═══ Dataset content ═══

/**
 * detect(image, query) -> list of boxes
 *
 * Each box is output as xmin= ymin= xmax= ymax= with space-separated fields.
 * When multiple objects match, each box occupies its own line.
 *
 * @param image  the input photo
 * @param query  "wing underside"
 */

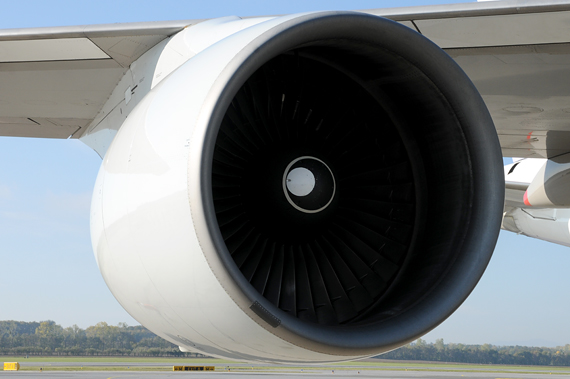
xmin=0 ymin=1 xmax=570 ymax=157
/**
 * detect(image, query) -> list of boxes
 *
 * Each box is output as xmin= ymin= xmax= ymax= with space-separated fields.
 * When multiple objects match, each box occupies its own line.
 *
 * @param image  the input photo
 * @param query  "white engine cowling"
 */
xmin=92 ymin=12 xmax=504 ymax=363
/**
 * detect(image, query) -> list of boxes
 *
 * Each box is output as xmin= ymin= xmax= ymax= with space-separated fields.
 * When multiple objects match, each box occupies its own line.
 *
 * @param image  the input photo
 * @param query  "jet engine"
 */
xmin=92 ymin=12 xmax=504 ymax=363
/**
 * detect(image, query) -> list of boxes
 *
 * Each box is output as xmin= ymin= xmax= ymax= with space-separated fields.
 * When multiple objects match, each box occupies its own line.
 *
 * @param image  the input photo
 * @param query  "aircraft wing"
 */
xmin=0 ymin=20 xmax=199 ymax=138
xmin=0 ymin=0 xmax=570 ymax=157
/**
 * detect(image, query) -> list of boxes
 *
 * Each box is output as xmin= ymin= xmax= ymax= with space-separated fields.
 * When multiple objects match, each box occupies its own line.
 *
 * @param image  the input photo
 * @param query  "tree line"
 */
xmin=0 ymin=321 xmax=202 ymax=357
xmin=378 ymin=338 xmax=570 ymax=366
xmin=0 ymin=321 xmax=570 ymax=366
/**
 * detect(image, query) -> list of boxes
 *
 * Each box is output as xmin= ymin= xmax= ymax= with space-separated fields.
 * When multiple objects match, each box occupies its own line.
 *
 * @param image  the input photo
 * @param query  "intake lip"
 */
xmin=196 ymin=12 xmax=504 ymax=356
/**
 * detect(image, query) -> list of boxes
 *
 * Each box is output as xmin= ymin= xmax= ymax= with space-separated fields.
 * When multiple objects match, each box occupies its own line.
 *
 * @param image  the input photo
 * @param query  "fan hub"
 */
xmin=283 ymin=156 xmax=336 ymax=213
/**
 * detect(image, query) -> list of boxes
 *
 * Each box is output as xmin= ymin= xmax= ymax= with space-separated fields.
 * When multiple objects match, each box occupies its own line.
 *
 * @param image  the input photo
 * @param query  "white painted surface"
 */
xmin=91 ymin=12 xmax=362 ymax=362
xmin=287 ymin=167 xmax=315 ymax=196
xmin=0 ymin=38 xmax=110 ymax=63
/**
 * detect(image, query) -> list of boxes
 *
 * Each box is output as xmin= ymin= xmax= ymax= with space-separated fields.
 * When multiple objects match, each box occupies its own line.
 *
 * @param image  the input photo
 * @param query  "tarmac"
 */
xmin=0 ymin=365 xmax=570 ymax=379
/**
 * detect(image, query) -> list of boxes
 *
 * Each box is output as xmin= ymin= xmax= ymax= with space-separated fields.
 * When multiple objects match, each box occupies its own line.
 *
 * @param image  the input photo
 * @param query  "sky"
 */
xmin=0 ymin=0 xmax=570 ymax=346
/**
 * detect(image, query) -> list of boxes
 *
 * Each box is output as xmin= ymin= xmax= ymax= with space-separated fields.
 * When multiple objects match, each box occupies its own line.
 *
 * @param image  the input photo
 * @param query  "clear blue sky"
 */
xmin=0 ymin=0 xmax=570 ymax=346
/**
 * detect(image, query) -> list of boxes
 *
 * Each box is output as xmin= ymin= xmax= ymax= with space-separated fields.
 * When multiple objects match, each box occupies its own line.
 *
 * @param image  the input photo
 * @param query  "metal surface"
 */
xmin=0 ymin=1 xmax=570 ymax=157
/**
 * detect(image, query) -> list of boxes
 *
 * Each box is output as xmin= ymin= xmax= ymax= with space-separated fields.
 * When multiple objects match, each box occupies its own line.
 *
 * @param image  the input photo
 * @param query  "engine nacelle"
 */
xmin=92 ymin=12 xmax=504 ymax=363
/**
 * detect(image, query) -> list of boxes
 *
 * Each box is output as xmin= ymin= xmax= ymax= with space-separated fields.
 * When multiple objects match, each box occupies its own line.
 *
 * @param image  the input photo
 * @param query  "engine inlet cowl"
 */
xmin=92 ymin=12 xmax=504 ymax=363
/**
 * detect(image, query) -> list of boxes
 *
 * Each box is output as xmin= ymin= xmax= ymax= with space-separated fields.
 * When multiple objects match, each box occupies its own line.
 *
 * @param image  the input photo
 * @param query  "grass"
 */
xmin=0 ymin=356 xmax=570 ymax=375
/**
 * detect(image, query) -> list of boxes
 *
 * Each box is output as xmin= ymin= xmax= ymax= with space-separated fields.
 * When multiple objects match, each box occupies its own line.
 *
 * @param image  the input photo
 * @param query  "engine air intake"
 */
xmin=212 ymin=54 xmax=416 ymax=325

═══
═══ Dataset content ═══

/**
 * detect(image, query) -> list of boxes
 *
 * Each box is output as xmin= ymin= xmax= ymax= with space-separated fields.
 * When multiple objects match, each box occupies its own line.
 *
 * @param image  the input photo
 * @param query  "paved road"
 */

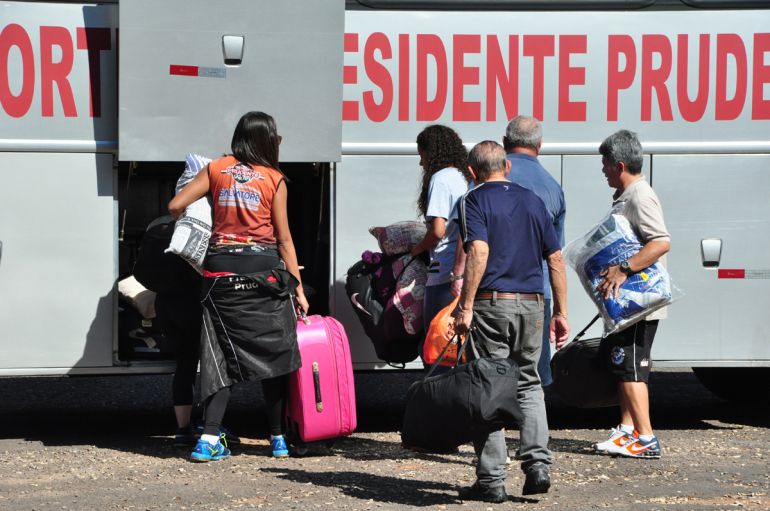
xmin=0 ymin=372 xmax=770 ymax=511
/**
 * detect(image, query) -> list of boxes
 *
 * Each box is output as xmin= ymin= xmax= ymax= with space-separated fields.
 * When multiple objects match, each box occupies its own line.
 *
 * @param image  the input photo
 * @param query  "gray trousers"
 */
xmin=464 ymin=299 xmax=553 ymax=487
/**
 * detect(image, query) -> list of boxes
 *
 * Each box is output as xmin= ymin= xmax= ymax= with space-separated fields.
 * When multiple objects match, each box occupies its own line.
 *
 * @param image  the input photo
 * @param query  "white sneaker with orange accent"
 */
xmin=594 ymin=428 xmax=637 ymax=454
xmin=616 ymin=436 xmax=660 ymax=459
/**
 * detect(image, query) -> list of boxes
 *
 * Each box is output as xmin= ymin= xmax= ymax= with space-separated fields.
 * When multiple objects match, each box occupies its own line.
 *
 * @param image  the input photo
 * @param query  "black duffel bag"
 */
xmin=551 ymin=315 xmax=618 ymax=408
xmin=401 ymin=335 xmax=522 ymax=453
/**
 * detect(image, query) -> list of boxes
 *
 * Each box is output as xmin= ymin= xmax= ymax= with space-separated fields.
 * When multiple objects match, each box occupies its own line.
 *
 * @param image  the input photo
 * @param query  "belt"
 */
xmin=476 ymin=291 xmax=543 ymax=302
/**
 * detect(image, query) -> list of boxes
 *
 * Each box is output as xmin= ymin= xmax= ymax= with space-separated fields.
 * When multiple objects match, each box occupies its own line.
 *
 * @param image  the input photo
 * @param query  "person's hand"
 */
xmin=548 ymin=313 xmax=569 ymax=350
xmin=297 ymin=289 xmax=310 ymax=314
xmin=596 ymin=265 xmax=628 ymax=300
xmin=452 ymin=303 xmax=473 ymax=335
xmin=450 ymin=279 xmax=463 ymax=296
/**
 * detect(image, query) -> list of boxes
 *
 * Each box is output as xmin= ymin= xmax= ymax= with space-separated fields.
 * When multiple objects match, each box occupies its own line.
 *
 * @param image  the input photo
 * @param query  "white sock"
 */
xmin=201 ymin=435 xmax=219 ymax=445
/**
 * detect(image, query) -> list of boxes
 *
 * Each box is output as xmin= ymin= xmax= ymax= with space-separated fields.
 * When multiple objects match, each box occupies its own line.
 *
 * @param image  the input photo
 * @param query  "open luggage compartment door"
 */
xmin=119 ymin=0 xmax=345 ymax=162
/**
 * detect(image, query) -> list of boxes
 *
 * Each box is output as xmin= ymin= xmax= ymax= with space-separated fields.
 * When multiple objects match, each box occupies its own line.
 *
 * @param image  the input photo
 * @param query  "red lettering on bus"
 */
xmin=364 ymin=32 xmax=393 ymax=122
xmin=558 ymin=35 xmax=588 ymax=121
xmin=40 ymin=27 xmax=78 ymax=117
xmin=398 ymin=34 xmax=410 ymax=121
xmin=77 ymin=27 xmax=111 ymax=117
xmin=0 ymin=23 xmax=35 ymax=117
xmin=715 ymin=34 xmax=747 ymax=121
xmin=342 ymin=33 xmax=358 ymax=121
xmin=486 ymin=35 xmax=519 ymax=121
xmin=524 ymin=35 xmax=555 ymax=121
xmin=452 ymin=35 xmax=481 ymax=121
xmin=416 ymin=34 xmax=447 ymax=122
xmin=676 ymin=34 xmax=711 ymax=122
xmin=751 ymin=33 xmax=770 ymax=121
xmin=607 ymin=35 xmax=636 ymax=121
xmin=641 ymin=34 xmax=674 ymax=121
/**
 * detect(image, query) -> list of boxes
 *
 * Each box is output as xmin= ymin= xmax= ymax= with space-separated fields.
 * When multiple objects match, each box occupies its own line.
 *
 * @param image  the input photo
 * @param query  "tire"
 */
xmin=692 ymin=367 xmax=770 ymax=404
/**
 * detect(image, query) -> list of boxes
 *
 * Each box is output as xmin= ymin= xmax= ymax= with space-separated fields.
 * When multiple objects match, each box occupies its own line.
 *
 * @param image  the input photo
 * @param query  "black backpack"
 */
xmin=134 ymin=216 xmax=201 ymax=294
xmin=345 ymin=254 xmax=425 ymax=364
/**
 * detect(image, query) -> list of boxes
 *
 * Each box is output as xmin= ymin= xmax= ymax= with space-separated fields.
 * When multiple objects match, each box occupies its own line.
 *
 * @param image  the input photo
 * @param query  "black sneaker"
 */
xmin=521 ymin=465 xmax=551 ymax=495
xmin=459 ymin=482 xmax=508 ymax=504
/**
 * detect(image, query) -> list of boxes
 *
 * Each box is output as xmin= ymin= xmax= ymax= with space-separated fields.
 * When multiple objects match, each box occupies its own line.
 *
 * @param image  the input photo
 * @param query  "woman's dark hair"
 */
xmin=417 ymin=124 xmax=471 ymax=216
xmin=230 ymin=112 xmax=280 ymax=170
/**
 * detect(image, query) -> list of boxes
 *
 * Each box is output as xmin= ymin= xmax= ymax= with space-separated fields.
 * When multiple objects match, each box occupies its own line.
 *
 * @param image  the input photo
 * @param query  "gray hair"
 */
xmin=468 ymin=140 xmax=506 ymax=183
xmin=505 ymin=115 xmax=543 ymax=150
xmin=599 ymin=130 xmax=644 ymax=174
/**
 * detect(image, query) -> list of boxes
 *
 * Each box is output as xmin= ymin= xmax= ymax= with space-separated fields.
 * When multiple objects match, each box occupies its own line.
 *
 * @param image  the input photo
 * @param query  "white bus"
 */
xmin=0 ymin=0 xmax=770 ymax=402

═══
═══ Dataset content ═══

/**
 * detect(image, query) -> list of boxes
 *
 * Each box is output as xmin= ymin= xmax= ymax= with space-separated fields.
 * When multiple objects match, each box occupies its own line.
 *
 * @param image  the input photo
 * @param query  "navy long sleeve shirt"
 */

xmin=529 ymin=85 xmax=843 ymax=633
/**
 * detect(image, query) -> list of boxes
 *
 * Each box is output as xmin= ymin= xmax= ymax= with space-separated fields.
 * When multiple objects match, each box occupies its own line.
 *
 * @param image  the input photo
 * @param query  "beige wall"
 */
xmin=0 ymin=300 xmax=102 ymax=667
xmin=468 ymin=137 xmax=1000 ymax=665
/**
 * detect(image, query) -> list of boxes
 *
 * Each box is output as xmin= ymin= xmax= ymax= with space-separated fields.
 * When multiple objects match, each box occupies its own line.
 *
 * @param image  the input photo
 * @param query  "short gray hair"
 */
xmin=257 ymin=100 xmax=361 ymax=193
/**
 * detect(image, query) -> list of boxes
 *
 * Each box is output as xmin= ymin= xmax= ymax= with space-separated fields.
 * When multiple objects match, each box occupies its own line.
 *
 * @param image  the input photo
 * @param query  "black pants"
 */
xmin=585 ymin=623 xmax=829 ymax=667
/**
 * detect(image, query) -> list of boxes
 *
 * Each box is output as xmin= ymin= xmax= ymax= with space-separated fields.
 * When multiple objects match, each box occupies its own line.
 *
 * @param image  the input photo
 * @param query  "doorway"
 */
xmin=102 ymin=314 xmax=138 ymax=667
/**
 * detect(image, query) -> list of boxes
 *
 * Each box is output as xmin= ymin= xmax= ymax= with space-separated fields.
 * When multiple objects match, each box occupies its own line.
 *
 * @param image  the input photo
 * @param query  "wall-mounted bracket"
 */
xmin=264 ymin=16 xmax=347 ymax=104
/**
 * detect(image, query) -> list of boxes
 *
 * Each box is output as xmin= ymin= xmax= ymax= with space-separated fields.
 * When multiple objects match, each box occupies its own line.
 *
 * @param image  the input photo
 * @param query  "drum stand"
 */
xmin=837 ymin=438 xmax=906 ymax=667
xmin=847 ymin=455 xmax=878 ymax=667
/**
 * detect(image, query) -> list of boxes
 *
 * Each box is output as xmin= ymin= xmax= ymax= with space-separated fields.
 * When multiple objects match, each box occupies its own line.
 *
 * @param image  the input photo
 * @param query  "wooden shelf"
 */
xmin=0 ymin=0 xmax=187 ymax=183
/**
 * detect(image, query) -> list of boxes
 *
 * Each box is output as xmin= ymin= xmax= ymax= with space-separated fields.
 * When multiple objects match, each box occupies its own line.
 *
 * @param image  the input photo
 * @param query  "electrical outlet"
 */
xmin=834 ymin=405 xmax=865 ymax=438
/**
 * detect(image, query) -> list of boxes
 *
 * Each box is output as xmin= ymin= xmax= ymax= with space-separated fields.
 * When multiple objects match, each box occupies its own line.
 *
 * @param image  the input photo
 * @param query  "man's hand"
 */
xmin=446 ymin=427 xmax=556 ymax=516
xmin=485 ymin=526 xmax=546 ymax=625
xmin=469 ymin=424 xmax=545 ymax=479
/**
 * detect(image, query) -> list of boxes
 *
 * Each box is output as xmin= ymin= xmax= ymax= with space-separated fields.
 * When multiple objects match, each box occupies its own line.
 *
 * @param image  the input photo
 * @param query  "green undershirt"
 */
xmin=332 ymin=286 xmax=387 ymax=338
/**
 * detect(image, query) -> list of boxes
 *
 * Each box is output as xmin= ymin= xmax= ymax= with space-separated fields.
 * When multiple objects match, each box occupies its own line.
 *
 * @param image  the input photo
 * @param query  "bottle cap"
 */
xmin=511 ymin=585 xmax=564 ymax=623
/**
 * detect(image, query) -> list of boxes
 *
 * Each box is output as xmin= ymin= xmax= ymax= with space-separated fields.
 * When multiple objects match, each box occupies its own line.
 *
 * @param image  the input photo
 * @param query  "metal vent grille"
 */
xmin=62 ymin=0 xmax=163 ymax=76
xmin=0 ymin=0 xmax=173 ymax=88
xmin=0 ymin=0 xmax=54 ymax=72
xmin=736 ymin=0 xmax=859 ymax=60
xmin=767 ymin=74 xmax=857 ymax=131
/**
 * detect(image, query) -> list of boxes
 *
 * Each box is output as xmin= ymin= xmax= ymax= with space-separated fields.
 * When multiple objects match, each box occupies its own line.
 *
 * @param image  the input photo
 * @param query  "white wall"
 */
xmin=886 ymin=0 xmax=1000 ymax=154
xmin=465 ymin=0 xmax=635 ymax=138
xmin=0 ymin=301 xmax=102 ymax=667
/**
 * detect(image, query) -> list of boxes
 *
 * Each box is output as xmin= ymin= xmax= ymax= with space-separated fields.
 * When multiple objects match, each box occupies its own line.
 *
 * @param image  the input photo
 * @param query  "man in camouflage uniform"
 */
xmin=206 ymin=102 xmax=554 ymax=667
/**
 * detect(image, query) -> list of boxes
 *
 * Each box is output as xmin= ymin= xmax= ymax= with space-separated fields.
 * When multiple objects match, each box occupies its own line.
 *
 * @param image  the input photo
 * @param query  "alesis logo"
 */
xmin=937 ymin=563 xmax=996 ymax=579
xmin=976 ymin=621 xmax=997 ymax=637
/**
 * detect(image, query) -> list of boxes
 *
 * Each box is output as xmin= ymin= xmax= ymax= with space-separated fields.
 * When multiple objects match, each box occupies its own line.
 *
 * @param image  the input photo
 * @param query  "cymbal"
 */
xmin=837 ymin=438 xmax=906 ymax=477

═══

> [Exercise instructions]
From the entries above, pull out every line that contains the string "gray", and treat case as significant.

> [Written response]
 * @param query  "gray trousers"
 * @param query  "gray hair"
 * @param query  "short gray hair"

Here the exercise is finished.